:: Exercise data ::

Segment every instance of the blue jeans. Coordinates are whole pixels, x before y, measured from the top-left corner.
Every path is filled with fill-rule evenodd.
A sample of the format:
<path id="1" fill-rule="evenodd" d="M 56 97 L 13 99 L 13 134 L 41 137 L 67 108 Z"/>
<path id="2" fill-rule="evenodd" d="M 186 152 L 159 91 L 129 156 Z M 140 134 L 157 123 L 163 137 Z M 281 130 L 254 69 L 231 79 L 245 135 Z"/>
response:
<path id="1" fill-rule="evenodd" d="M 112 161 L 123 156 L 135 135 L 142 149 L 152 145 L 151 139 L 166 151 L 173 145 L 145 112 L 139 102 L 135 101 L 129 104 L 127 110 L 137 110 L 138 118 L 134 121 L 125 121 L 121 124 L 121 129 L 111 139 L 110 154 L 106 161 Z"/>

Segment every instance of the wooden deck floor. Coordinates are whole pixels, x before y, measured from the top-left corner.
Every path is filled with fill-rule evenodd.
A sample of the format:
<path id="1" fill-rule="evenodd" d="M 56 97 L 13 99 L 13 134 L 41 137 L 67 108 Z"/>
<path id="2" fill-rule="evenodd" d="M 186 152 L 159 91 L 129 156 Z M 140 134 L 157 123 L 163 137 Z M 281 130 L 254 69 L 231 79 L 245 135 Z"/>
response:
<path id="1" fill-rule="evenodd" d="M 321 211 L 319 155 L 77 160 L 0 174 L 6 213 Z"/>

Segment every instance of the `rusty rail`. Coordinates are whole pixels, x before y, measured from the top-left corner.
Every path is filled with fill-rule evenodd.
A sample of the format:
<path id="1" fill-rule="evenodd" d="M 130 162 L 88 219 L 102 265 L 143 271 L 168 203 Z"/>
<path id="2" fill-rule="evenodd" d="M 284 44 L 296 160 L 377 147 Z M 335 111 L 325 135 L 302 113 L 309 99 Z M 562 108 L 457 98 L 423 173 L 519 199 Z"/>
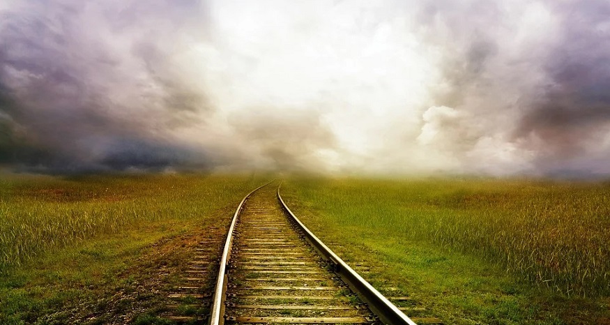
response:
<path id="1" fill-rule="evenodd" d="M 273 182 L 273 181 L 271 181 L 269 183 L 261 185 L 248 193 L 244 197 L 243 199 L 241 200 L 241 202 L 235 211 L 235 214 L 233 215 L 233 220 L 231 221 L 231 226 L 229 227 L 229 232 L 227 234 L 224 248 L 222 250 L 222 256 L 220 258 L 218 278 L 216 280 L 216 287 L 214 289 L 214 300 L 212 302 L 212 308 L 210 315 L 210 325 L 223 325 L 224 324 L 224 318 L 223 317 L 223 315 L 224 315 L 224 299 L 226 298 L 227 287 L 228 285 L 227 266 L 229 264 L 229 259 L 231 257 L 231 248 L 233 246 L 233 232 L 235 230 L 235 224 L 237 222 L 239 212 L 241 211 L 243 204 L 247 198 L 252 195 L 252 193 Z"/>
<path id="2" fill-rule="evenodd" d="M 281 184 L 277 187 L 277 199 L 280 201 L 282 206 L 287 213 L 288 216 L 293 220 L 294 224 L 299 229 L 303 232 L 305 236 L 305 239 L 312 246 L 313 246 L 319 254 L 329 260 L 334 266 L 335 273 L 336 273 L 341 279 L 346 283 L 350 289 L 356 292 L 363 301 L 367 303 L 369 308 L 379 317 L 379 319 L 385 324 L 391 324 L 395 325 L 417 325 L 413 321 L 409 318 L 404 313 L 400 311 L 397 307 L 392 303 L 383 294 L 379 293 L 372 285 L 371 285 L 366 280 L 363 278 L 353 269 L 349 267 L 346 263 L 343 262 L 340 257 L 337 256 L 330 248 L 328 248 L 324 243 L 323 243 L 318 237 L 316 236 L 298 218 L 290 211 L 288 206 L 282 199 L 280 195 L 280 188 Z"/>

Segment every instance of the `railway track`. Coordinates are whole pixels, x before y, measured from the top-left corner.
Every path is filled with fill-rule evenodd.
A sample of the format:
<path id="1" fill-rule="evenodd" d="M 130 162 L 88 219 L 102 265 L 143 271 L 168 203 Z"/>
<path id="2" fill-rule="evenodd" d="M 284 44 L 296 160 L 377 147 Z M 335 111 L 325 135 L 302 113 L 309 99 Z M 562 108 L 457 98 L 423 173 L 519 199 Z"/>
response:
<path id="1" fill-rule="evenodd" d="M 270 183 L 254 190 L 234 216 L 211 325 L 441 324 L 407 317 L 311 233 L 276 188 Z"/>

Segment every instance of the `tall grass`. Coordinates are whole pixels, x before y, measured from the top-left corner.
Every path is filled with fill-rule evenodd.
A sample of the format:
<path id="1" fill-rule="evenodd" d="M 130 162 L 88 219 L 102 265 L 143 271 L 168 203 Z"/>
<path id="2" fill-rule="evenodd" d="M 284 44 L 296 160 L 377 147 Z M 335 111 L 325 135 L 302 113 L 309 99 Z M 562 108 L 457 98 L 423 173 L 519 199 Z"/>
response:
<path id="1" fill-rule="evenodd" d="M 205 175 L 0 179 L 0 271 L 56 247 L 185 220 L 238 202 L 259 179 Z"/>
<path id="2" fill-rule="evenodd" d="M 427 241 L 566 294 L 610 294 L 610 184 L 528 180 L 293 179 L 340 227 Z"/>

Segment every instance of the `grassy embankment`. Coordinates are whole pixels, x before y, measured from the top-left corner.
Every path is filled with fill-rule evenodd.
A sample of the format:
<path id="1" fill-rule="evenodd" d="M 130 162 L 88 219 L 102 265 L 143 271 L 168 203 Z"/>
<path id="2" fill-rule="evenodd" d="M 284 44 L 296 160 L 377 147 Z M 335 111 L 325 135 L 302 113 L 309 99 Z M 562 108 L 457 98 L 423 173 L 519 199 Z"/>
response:
<path id="1" fill-rule="evenodd" d="M 610 185 L 293 179 L 293 211 L 447 324 L 610 324 Z M 349 236 L 345 235 L 349 234 Z"/>
<path id="2" fill-rule="evenodd" d="M 162 266 L 154 263 L 171 263 L 167 259 L 178 256 L 172 245 L 196 243 L 191 237 L 206 227 L 228 222 L 243 195 L 262 181 L 245 176 L 3 176 L 0 323 L 79 323 L 68 311 L 89 305 L 128 314 L 133 299 L 113 301 L 113 294 L 141 287 L 147 272 Z"/>

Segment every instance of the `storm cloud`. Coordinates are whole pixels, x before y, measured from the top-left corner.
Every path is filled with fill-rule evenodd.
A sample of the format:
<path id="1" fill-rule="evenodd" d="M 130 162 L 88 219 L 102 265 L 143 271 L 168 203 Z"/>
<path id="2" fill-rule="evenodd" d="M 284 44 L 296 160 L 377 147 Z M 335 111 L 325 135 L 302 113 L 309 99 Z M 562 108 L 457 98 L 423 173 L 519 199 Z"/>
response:
<path id="1" fill-rule="evenodd" d="M 0 164 L 610 174 L 605 1 L 8 1 Z"/>

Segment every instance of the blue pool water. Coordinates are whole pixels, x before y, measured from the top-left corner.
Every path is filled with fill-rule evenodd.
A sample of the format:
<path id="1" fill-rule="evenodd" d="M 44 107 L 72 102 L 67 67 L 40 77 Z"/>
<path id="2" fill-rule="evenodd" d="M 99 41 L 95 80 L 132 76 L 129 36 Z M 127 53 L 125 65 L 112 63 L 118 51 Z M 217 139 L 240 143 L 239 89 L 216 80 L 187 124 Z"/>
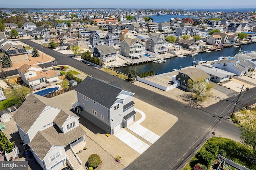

:::

### Task prompt
Rewrite the items from the start through the line containing "321 211 L 319", changing "top-left corner" to "upper-left corner" and leaving everything else the same.

### Answer in full
Segment every instance of the blue jeans. Coordinates are whole pixels, x before y, measured from the upper-left corner.
Every path is filled with fill-rule evenodd.
A sample of the format:
<path id="1" fill-rule="evenodd" d="M 56 97 L 13 99 L 13 134 L 41 137 L 67 108 Z"/>
<path id="2" fill-rule="evenodd" d="M 186 152 L 159 91 L 129 156 Z M 140 134 L 157 123 L 163 137 Z M 281 130 L 254 69 L 231 79 L 245 135 Z"/>
response:
<path id="1" fill-rule="evenodd" d="M 112 161 L 123 156 L 135 135 L 142 149 L 152 145 L 151 139 L 166 151 L 173 145 L 145 112 L 139 102 L 135 101 L 129 104 L 127 110 L 137 110 L 138 118 L 134 121 L 125 121 L 121 124 L 121 129 L 111 139 L 110 154 L 106 161 Z"/>

Segment every instance of the wooden deck floor. Coordinates are whole pixels, x before y, measured from the upper-left corner.
Every path is filled with fill-rule evenodd.
A sample of the format:
<path id="1" fill-rule="evenodd" d="M 56 97 L 13 99 L 13 134 L 41 137 L 67 108 Z"/>
<path id="2" fill-rule="evenodd" d="M 186 152 L 159 91 L 129 156 Z M 140 134 L 157 123 L 163 137 Z M 281 130 L 254 69 L 231 79 L 245 135 Z"/>
response:
<path id="1" fill-rule="evenodd" d="M 321 211 L 319 155 L 77 160 L 0 174 L 6 213 Z"/>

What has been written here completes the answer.